▶ [Texto del documento]:
● ● ● ● ● ● ●

Suelto de cuerpo, como es habitual en él cuando parlotea sobre asuntos públicos, Chomsky ha dicho que no hay elementos suficientes para el enjuiciamiento político de la presidenta brasileña Dilma Rousseff, suspendida en el cargo mientras el Senado sustancia el proceso de ley. Chomsky ha dicho que Rousseff no puede ser juzgada por ladrones. Se ha abstenido de decir que se ha seguido el procedimiento de ley y que esos ladrones han sido, en todo caso, los socios del partido que contribuyó a llevar tanto a ella como a Lula, su mentor, a lo más alto del poder.
Chomsky tampoco ha sabido distinguir entre una oposición que se alivió a las apuradas de su vieja carga de complicidades con el PT, el partido que ejerció durante largos años el gobierno, y las fuerzas que, por su lado, siempre se han opuesto a lo que Lula y Rousseff representan en la política brasileña. Entre estas últimas, la del comportamiento más destacado ha sido la que ha inspirado el líder político de mayor prestigio que Brasil haya tenido en el mundo en las últimas décadas: Fernando Enrique Cardoso, presidente por dos veces.
No ha habido en el país hermano "un golpe blando", como sostienen Chomsky y otros intelectuales que han dejado pasar por alto a Fidel Castro algunos de sus peores crímenes políticos ni nada han tenido para observar con preocupación sobre situaciones tan graves y penosas como las de Venezuela o Nicaragua.
Son los mismos que han otorgado por décadas estímulo intelectual a los peores excesos cometidos por regímenes de izquierda en la región y nada admiten en la actualidad sobre los crímenes imputados a un alto número de allegados a Rousseff. Tanto algunas figuras que han estado encumbradas en su partido como en altas funciones públicas han sido procesadas o ido a prisión por complicidad o participación directa en la corrupción sistémica en que ha caído Brasil desde hace muchos años. Incluso hay condenados, como José Dirceu, el hombre detrás del poder con Lula.
Chomsky se ha mostrado complacido, en una entrevista reciente, por lo que él considera una América latina libre ahora de la tutela de Occidente. ¿Se refiere a una influencia de los Estados Unidos, del Reino Unido, de Francia, de Italia, de Alemania? ¿Es eso todo lo que tiene para decir? ¿Nada para recordar, acaso, de ese pueblo cubano que sobrelleva más de medio siglo de una dictadura brutal y es dependiente todavía del petróleo venezolano, que le suministra un pobre gobernante sin luces, pero con la misma arrogancia insólita del finado parlanchín, a quien el rey de España exigió en una reunión en la Argentina, en un hecho extraordinario para el protocolo monárquico, cerrar la boca?

● ● ● ● ● ● ●

▶ [Datos extraídos]:
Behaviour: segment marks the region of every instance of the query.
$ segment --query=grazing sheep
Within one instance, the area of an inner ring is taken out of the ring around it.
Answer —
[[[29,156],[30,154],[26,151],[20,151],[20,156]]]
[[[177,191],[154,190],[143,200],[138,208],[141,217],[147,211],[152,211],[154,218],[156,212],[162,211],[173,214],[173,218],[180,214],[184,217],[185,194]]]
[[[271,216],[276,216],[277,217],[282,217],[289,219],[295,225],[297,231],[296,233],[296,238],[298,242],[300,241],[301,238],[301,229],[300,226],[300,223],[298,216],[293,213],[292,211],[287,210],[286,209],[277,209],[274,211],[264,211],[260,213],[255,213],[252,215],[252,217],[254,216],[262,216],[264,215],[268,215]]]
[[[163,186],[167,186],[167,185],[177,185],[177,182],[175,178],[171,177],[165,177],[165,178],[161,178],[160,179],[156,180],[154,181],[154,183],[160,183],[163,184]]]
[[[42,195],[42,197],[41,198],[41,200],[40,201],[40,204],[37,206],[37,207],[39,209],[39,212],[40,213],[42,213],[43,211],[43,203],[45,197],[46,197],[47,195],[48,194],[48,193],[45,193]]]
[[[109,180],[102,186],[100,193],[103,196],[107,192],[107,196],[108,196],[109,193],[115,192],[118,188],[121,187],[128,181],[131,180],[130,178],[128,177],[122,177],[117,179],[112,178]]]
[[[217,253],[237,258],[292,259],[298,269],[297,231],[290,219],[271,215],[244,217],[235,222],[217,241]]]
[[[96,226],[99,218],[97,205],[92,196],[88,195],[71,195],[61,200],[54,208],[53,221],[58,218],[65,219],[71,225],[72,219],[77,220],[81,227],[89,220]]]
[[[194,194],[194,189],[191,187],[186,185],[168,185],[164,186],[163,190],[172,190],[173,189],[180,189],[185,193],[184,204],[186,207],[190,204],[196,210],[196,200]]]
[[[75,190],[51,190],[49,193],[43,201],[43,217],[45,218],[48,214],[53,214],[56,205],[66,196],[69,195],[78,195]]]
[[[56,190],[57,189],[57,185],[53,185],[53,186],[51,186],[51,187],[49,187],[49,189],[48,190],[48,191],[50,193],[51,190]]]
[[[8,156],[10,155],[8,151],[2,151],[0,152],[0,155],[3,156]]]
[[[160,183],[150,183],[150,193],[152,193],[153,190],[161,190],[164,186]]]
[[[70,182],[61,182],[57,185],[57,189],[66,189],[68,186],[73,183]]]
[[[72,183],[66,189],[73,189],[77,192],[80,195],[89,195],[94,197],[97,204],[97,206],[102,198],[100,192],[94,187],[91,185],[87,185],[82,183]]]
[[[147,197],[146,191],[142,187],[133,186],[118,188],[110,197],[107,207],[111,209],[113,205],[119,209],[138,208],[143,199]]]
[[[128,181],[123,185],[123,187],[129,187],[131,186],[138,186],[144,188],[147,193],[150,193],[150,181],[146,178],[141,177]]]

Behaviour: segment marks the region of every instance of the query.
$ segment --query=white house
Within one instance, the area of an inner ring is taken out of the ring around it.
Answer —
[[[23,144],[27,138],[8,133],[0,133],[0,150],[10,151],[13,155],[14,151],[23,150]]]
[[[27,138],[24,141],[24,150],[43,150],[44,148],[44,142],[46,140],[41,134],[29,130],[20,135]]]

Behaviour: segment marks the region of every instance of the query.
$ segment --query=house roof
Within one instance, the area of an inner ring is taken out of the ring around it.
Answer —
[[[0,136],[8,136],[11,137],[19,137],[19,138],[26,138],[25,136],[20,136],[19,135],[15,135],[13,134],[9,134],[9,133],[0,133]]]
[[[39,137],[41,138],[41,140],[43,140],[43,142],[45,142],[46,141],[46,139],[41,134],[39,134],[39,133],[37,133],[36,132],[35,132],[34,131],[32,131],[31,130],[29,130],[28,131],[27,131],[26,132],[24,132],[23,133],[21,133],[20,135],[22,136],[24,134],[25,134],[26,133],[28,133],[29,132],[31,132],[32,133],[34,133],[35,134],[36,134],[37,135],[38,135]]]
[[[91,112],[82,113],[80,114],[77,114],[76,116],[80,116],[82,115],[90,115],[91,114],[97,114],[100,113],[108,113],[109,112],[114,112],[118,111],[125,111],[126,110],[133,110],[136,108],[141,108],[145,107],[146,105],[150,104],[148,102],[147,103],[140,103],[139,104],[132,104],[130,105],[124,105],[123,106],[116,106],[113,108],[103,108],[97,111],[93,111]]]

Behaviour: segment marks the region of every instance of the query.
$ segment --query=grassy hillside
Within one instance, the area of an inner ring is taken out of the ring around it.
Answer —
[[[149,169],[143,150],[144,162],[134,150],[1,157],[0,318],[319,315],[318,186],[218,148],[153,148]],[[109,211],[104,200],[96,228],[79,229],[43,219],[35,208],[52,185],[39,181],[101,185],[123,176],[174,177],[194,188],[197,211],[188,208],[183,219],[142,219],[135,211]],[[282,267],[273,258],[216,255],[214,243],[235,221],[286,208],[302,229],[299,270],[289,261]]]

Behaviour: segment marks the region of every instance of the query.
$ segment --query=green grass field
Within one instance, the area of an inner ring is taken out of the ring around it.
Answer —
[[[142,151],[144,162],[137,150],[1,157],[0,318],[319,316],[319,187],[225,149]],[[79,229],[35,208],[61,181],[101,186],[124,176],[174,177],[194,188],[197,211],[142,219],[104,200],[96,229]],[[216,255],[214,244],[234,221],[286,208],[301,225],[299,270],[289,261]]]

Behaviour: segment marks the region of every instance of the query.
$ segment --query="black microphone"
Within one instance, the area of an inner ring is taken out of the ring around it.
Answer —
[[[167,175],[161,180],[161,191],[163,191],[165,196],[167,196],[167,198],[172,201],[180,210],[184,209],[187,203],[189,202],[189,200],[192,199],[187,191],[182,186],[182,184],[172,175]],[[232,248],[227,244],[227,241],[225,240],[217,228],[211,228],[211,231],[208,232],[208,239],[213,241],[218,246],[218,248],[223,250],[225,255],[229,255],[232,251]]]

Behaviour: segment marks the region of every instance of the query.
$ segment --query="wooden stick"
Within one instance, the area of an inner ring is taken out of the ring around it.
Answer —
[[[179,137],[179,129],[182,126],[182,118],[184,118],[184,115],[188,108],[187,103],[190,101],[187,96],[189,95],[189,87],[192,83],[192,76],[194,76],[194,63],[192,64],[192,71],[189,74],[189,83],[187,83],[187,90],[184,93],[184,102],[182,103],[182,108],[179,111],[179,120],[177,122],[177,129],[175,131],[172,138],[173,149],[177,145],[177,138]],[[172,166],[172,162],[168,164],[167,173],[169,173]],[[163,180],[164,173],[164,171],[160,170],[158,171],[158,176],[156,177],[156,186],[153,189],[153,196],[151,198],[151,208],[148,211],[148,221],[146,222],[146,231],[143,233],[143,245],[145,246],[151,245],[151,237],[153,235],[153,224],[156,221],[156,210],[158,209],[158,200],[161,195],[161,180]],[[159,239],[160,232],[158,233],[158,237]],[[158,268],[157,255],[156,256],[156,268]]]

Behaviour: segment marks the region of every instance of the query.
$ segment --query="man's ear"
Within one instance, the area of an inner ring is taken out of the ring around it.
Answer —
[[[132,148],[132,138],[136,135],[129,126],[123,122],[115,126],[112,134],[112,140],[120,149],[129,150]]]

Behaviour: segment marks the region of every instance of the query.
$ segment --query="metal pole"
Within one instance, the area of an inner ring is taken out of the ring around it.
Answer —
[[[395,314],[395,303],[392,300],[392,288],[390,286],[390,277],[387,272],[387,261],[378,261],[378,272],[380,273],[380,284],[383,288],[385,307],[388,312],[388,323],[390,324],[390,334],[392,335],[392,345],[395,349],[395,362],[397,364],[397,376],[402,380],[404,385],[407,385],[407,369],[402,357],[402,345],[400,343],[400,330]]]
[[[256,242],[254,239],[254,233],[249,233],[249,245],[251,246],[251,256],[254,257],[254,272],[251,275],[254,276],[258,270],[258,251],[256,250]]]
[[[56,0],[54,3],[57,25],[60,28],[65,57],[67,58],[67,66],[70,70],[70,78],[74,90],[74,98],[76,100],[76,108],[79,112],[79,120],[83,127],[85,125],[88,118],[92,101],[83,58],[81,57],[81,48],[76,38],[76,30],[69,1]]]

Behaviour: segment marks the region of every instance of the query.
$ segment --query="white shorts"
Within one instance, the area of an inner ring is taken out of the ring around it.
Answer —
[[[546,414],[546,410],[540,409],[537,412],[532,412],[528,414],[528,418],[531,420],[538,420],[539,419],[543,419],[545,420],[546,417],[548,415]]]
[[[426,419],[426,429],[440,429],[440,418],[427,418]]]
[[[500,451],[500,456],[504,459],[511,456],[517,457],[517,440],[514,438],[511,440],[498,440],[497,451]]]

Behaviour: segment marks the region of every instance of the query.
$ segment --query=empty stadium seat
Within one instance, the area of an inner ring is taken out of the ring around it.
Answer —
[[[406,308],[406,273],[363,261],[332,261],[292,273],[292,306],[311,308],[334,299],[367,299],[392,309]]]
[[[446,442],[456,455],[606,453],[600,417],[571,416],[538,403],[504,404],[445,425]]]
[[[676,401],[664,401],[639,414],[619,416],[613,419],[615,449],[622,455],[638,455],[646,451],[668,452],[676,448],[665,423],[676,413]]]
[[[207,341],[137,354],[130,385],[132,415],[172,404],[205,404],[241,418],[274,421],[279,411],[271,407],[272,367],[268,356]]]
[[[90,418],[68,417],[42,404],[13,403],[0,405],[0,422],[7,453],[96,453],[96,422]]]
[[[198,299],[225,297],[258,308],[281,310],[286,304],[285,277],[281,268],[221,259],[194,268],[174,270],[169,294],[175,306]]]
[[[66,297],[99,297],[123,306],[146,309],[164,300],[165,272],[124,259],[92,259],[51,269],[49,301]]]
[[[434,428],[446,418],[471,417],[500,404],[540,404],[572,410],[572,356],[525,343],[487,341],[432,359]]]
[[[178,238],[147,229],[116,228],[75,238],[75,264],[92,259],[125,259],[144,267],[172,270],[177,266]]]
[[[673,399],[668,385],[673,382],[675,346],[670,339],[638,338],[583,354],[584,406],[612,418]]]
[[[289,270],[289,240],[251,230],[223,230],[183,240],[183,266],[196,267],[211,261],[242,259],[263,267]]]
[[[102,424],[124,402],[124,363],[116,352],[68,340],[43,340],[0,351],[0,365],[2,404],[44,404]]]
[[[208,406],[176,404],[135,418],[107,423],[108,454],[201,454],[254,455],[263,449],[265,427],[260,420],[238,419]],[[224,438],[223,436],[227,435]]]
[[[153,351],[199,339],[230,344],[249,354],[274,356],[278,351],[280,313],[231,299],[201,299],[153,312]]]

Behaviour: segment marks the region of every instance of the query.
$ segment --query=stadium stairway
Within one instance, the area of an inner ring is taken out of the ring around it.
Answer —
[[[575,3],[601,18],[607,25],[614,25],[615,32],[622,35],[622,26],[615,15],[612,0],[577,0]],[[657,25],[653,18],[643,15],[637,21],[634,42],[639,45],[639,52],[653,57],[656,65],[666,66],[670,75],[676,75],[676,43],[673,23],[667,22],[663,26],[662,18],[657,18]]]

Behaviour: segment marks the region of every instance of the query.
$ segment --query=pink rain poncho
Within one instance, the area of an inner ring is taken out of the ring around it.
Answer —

● ● ● ● ● ● ●

▶ [Descripción del ejercicio]:
Transcribe sin ningún cambio el pasaje del texto sobre Chomsky y Rousseff que empieza con "Son los mismos" y sigue hasta "poder con Lula.".

▶ [Solución del ejercicio]:
Son los mismos que han otorgado por décadas estímulo intelectual a los peores excesos cometidos por regímenes de izquierda en la región y nada admiten en la actualidad sobre los crímenes imputados a un alto número de allegados a Rousseff. Tanto algunas figuras que han estado encumbradas en su partido como en altas funciones públicas han sido procesadas o ido a prisión por complicidad o participación directa en la corrupción sistémica en que ha caído Brasil desde hace muchos años. Incluso hay condenados, como José Dirceu, el hombre detrás del poder con Lula.